> **Task objective**
When you spot the word "clicks" in a line of the data below, copy that line.

> **Materials provided**

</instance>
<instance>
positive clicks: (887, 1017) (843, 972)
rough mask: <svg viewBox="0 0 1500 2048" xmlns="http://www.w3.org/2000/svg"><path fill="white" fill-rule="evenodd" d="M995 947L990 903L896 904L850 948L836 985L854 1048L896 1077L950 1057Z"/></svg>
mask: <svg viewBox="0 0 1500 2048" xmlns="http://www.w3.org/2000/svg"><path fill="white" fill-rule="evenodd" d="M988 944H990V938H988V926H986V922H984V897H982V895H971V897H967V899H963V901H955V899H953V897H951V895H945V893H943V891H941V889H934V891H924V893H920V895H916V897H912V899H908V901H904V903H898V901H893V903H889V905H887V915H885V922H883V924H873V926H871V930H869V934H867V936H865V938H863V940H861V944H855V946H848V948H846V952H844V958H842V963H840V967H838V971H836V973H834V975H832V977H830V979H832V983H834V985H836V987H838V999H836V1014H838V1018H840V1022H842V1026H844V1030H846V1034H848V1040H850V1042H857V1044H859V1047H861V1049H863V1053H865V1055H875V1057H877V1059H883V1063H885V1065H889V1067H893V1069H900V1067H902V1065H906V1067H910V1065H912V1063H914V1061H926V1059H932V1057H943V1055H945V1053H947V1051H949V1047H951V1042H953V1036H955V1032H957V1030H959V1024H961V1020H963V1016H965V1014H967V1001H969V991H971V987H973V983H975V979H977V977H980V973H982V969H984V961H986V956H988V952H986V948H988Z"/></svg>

---

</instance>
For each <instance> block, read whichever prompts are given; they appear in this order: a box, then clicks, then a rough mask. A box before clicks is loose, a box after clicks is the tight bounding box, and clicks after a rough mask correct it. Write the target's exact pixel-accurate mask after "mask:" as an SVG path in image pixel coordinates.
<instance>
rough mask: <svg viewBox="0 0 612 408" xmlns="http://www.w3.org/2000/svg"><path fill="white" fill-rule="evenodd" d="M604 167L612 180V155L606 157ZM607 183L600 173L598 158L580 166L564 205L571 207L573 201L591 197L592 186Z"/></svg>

> **Result below**
positive clicks: (887, 1017) (843, 972)
For each <instance> block, read whichever prompts are given; they appear in this order: a box, then clicks, then a rough mask. A box before clicks is loose, a box after clicks is the tight bounding box, and clicks after a rough mask correct it. Write the target's exact pixel-accurate mask after "mask:" as an SVG path in image pixel coordinates.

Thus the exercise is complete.